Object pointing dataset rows
----------
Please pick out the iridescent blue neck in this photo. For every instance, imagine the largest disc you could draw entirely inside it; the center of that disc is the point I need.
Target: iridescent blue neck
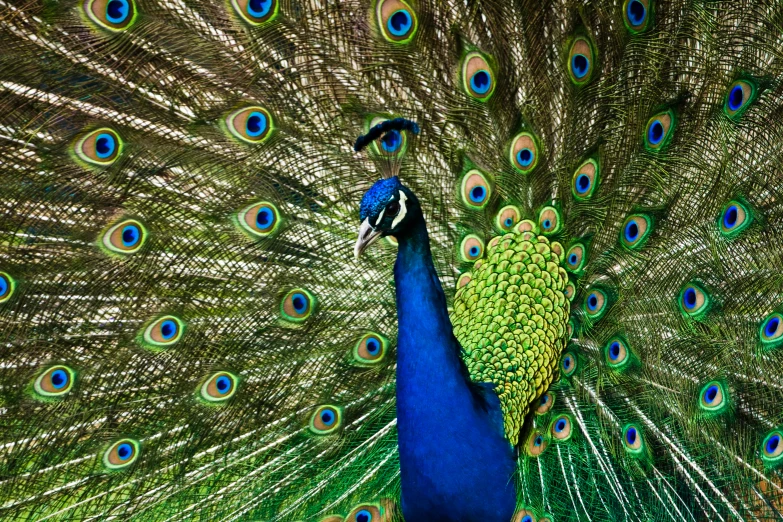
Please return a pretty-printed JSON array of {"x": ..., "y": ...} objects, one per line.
[{"x": 455, "y": 462}]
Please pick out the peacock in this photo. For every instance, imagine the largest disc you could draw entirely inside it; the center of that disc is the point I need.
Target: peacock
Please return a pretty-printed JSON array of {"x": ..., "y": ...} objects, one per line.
[{"x": 385, "y": 260}]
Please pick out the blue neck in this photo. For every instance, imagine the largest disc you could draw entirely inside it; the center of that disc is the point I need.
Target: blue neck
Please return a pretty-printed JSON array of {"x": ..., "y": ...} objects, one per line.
[{"x": 455, "y": 462}]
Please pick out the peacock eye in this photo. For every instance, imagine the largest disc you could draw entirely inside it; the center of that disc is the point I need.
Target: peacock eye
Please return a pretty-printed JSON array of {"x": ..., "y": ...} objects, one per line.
[
  {"x": 585, "y": 180},
  {"x": 636, "y": 15},
  {"x": 7, "y": 287},
  {"x": 121, "y": 454},
  {"x": 659, "y": 130},
  {"x": 54, "y": 382},
  {"x": 524, "y": 152},
  {"x": 125, "y": 237},
  {"x": 694, "y": 301},
  {"x": 219, "y": 387},
  {"x": 326, "y": 419},
  {"x": 392, "y": 209},
  {"x": 115, "y": 15},
  {"x": 397, "y": 20},
  {"x": 256, "y": 12},
  {"x": 164, "y": 331},
  {"x": 740, "y": 94},
  {"x": 297, "y": 305},
  {"x": 580, "y": 61},
  {"x": 101, "y": 147},
  {"x": 771, "y": 330},
  {"x": 477, "y": 77},
  {"x": 772, "y": 447},
  {"x": 260, "y": 220},
  {"x": 734, "y": 219},
  {"x": 251, "y": 125}
]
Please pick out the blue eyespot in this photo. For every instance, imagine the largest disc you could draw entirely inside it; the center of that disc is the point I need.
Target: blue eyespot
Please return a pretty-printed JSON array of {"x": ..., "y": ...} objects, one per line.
[
  {"x": 363, "y": 516},
  {"x": 130, "y": 235},
  {"x": 259, "y": 8},
  {"x": 636, "y": 13},
  {"x": 580, "y": 65},
  {"x": 582, "y": 184},
  {"x": 117, "y": 11},
  {"x": 399, "y": 23},
  {"x": 124, "y": 451},
  {"x": 480, "y": 82},
  {"x": 59, "y": 379},
  {"x": 168, "y": 329},
  {"x": 391, "y": 141},
  {"x": 104, "y": 143},
  {"x": 525, "y": 157},
  {"x": 655, "y": 133},
  {"x": 299, "y": 301},
  {"x": 223, "y": 384},
  {"x": 255, "y": 125}
]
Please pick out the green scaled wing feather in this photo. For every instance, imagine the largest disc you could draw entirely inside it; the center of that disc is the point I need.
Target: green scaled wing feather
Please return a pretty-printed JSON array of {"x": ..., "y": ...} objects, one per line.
[{"x": 185, "y": 332}]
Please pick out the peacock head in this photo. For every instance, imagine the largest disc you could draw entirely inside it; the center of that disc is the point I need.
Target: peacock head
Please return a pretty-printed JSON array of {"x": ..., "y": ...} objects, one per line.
[{"x": 388, "y": 208}]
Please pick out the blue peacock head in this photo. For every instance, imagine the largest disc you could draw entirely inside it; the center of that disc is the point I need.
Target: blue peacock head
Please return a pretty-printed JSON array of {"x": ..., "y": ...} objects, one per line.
[{"x": 388, "y": 207}]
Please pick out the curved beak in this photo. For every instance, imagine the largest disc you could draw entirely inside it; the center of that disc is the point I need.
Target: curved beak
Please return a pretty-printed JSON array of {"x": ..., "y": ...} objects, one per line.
[{"x": 367, "y": 236}]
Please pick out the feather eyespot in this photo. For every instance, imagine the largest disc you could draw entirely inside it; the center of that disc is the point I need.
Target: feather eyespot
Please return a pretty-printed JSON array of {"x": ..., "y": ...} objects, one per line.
[
  {"x": 121, "y": 454},
  {"x": 549, "y": 221},
  {"x": 537, "y": 442},
  {"x": 713, "y": 397},
  {"x": 251, "y": 124},
  {"x": 617, "y": 353},
  {"x": 560, "y": 427},
  {"x": 475, "y": 190},
  {"x": 545, "y": 403},
  {"x": 734, "y": 218},
  {"x": 585, "y": 180},
  {"x": 125, "y": 237},
  {"x": 633, "y": 440},
  {"x": 297, "y": 305},
  {"x": 524, "y": 152},
  {"x": 659, "y": 130},
  {"x": 219, "y": 387},
  {"x": 575, "y": 258},
  {"x": 507, "y": 217},
  {"x": 260, "y": 220},
  {"x": 164, "y": 331},
  {"x": 580, "y": 61},
  {"x": 471, "y": 248},
  {"x": 568, "y": 364},
  {"x": 7, "y": 287},
  {"x": 772, "y": 448},
  {"x": 595, "y": 303},
  {"x": 100, "y": 147},
  {"x": 256, "y": 12},
  {"x": 636, "y": 228},
  {"x": 694, "y": 301},
  {"x": 570, "y": 291},
  {"x": 397, "y": 20},
  {"x": 55, "y": 381},
  {"x": 114, "y": 15},
  {"x": 524, "y": 515},
  {"x": 740, "y": 94},
  {"x": 371, "y": 349},
  {"x": 636, "y": 15},
  {"x": 326, "y": 419},
  {"x": 478, "y": 79},
  {"x": 366, "y": 513},
  {"x": 771, "y": 330}
]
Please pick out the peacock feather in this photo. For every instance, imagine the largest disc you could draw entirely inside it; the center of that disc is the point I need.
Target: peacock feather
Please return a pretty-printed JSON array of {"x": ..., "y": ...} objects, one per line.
[{"x": 576, "y": 312}]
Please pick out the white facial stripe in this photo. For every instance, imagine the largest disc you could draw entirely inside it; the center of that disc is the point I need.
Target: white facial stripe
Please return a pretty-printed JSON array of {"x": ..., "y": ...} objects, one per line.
[
  {"x": 403, "y": 210},
  {"x": 380, "y": 217}
]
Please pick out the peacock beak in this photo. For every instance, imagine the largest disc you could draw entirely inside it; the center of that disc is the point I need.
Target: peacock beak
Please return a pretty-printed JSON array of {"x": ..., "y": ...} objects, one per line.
[{"x": 367, "y": 236}]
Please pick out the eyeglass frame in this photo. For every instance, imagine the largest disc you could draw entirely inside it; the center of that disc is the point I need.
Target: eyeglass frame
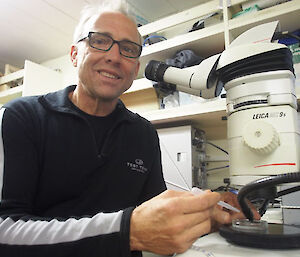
----------
* _Instructions for the task_
Copy all of the records above word for word, leaving out the pictures.

* _Task output_
Please pick out the iridescent blue neck in this photo. For every instance, imagine the largest disc you could draw entirely inside it; the center of that disc is the point I need.
Target: iridescent blue neck
Please return a pretty-printed JSON array of {"x": ..., "y": ...} objects, one per line.
[{"x": 455, "y": 462}]
Please pick out the peacock in this photo. For every instance, imagine the largest disc you could draw entirely inside it; the center of that disc is the point I need.
Target: peacock
Please return a pretty-printed JSON array of {"x": ..., "y": ...} objects, one per line.
[{"x": 385, "y": 260}]
Please pick out the blue neck in this photo. For every instance, imagine the largest disc you could draw entirely inside it; the center of that disc is the point I need.
Target: blue neck
Please return a pretty-printed JSON array of {"x": ..., "y": ...} objects, one per line.
[{"x": 455, "y": 462}]
Please pick out the peacock eye in this photo. For every instance, imagine the largest disc you could draw entirely inside it; the center of that disc is the point I need.
Target: peacock eye
Please return a pretty-printed JSON array of {"x": ..., "y": ...} objects, one per line.
[
  {"x": 585, "y": 180},
  {"x": 636, "y": 15},
  {"x": 7, "y": 287},
  {"x": 121, "y": 454},
  {"x": 659, "y": 130},
  {"x": 54, "y": 382},
  {"x": 524, "y": 152},
  {"x": 125, "y": 237},
  {"x": 694, "y": 301},
  {"x": 219, "y": 387},
  {"x": 326, "y": 419},
  {"x": 392, "y": 209},
  {"x": 115, "y": 15},
  {"x": 397, "y": 20},
  {"x": 256, "y": 12},
  {"x": 164, "y": 331},
  {"x": 740, "y": 94},
  {"x": 297, "y": 305},
  {"x": 580, "y": 61},
  {"x": 101, "y": 147},
  {"x": 771, "y": 330},
  {"x": 477, "y": 77},
  {"x": 772, "y": 447},
  {"x": 260, "y": 220},
  {"x": 734, "y": 219},
  {"x": 251, "y": 125}
]
Please pick out the blue eyespot in this photo. For every instance, imagine the largest disc you could draw entirely inside it; the center of that disc is the point I need.
Target: blue eyespot
Please return a pretty-printed JSON array of {"x": ..., "y": ...} objects, one per line.
[
  {"x": 363, "y": 516},
  {"x": 130, "y": 235},
  {"x": 259, "y": 8},
  {"x": 636, "y": 13},
  {"x": 580, "y": 65},
  {"x": 582, "y": 184},
  {"x": 117, "y": 11},
  {"x": 399, "y": 23},
  {"x": 124, "y": 451},
  {"x": 480, "y": 82},
  {"x": 59, "y": 379},
  {"x": 168, "y": 329},
  {"x": 391, "y": 141},
  {"x": 104, "y": 143},
  {"x": 525, "y": 157},
  {"x": 655, "y": 133},
  {"x": 299, "y": 301},
  {"x": 223, "y": 384},
  {"x": 255, "y": 125}
]
Please pick out the green scaled wing feather in this photo. For every instance, imagine the largest disc you could draw entirely inside it; the center of that disc is the point I need.
Target: green scaled wing feather
Please return a pretty-printed JSON array of {"x": ..., "y": ...} objects, one per line.
[{"x": 185, "y": 332}]
Please pick out the peacock head in this photo. For every instance, imagine the largest disc you could draw entirely inside it; the center of that disc is the point I need.
Target: peacock head
Please return a pretty-printed JSON array of {"x": ..., "y": ...} objects, one per line.
[{"x": 388, "y": 208}]
Please pick out the blue peacock head in this photo. For every instance, imagine the largest disc you could draw entirely inside it; the center of that disc is the point I need.
Target: blue peacock head
Please return a pretty-printed JSON array of {"x": ..., "y": ...} objects, one per line.
[{"x": 388, "y": 207}]
Please pick out the curved beak in this photo. For every instance, imagine the largest disc you could draw entirely inside it; the center of that disc is the point I need.
Target: curved beak
Please return a pretty-printed JSON array of {"x": ..., "y": ...} objects, one per line.
[{"x": 367, "y": 236}]
Please pick out the feather eyespot in this photo. For every instance, imagine the largest disc you could draw entirely inside it; the center of that disc is the point I need.
Target: feather eyespot
Please return a pretty-printed JSON array of {"x": ..., "y": ...} objects, one per line.
[
  {"x": 121, "y": 454},
  {"x": 549, "y": 221},
  {"x": 537, "y": 442},
  {"x": 713, "y": 397},
  {"x": 251, "y": 124},
  {"x": 617, "y": 353},
  {"x": 560, "y": 427},
  {"x": 475, "y": 190},
  {"x": 545, "y": 403},
  {"x": 734, "y": 218},
  {"x": 585, "y": 180},
  {"x": 125, "y": 237},
  {"x": 633, "y": 440},
  {"x": 297, "y": 305},
  {"x": 524, "y": 152},
  {"x": 659, "y": 130},
  {"x": 219, "y": 387},
  {"x": 575, "y": 258},
  {"x": 507, "y": 217},
  {"x": 260, "y": 220},
  {"x": 164, "y": 331},
  {"x": 580, "y": 61},
  {"x": 471, "y": 248},
  {"x": 568, "y": 364},
  {"x": 7, "y": 287},
  {"x": 772, "y": 448},
  {"x": 595, "y": 303},
  {"x": 100, "y": 147},
  {"x": 256, "y": 12},
  {"x": 636, "y": 228},
  {"x": 694, "y": 301},
  {"x": 570, "y": 291},
  {"x": 397, "y": 20},
  {"x": 55, "y": 381},
  {"x": 114, "y": 15},
  {"x": 524, "y": 515},
  {"x": 740, "y": 94},
  {"x": 371, "y": 349},
  {"x": 636, "y": 15},
  {"x": 326, "y": 419},
  {"x": 478, "y": 79},
  {"x": 366, "y": 513},
  {"x": 771, "y": 330}
]
Please pick out the peacock feather in this photo. For every instance, imagine the largest disc you could draw entirely inside it; the center of that disc is the point I need.
Target: peacock feather
Please return a pretty-printed JSON array of {"x": ..., "y": ...} objects, one per line.
[{"x": 576, "y": 312}]
Please pick out the white facial stripe in this photo. For every instance, imagine the largest disc you could draw entirely inside it; the center of that disc is the point I need.
Target: white facial stripe
Please return a pretty-printed JSON array of {"x": ..., "y": ...} objects, one per line.
[
  {"x": 403, "y": 210},
  {"x": 380, "y": 217}
]
Please pick out the peacock beak in this photo. For every instance, imagine the largest disc you could draw entirely inside it; the center of that disc is the point I need.
Target: peacock beak
Please return a pretty-printed JSON array of {"x": ..., "y": ...} objects, one per line.
[{"x": 367, "y": 236}]
Please pick out the eyeglass frame in this photo. For every instance, imagine the largest disc you could draw entirely inside it; the center of that disc is the point I need.
Target: eyeglass frame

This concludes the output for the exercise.